STORED DATA: Begin

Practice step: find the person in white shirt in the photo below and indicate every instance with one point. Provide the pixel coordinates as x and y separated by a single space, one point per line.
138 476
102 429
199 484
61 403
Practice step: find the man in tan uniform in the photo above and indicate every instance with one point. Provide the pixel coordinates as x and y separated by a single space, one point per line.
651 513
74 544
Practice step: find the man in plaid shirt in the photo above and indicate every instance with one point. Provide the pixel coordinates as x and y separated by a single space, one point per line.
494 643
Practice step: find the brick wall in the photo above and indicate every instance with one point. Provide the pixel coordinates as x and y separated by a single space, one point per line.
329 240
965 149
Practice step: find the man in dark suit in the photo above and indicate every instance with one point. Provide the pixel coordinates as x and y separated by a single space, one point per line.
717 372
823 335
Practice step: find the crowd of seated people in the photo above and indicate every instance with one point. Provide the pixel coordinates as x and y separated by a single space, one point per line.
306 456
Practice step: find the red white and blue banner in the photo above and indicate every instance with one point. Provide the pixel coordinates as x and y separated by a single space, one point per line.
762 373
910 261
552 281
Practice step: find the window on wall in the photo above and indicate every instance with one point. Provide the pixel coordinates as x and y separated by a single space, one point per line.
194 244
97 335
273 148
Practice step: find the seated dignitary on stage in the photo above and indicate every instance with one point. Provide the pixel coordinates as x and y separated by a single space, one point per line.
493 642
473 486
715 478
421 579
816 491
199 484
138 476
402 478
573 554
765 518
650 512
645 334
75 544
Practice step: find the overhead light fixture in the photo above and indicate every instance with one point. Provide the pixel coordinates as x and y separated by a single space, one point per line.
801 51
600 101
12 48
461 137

STORED DATA: End

WORK TASK
The entries shown above must be reproduced in full, exactly as written.

WRITTEN SOLUTION
Practice step: find the person in white shirt in the photo below and indicate every instance with one point. Provide the pixel coordinates as x and y separated by a single space, one point per line.
138 476
102 429
199 484
61 403
Practice step: find the man in tan uniform in the photo above and indicate every instance with one point. Provide the pixel coordinates as x and y separated by a single space, one point per line.
651 513
74 544
Practice step: find the man in plaid shirt in the photo above and indicate every instance with one point. Provide the pixel coordinates as x and y separated by a single space, one point per line.
494 643
Practice step: find the brick wall in the photo above and indicate every instance with one point. Provide the pixel coordinates as x and y separated by a single space, one point per line.
329 240
965 149
Practice step: find the man in dark suit in the photo above and indicate every instance with one point. Provide the pixel coordinates as x and y separated by a single space, one point per line.
717 372
823 335
Practice step: find the crowd of seated people in the photo above and indicate every instance with one point. Provide the pixel coordinates as x and y separated by a single space, one point per line.
306 456
Practice step: find the red white and blue banner in the photo above and indicate every instance with one point. Provide the pixel coordinates as x and y separated by a single space, one point per line.
762 373
910 261
552 281
Practice step: find the window on wall in the photo above and indicate every instance with one point. Provide the pixel coordinates as x and y separated by a single space, one point per line.
194 244
97 335
273 148
Practice step: find the seated dignitary on stage in the photo above and indicate every instance with one point. Provide the pixel coordinates as x and y separated by a single space, one point per line.
493 642
473 486
715 478
421 579
816 491
199 484
138 476
402 478
573 554
765 518
650 512
645 334
75 544
Practice step: find the overhead light fixture in the photo above and indicate every instance with one point. Provide the pixel coordinates as x and y separated by a single space, one point per line.
801 51
600 101
12 48
461 137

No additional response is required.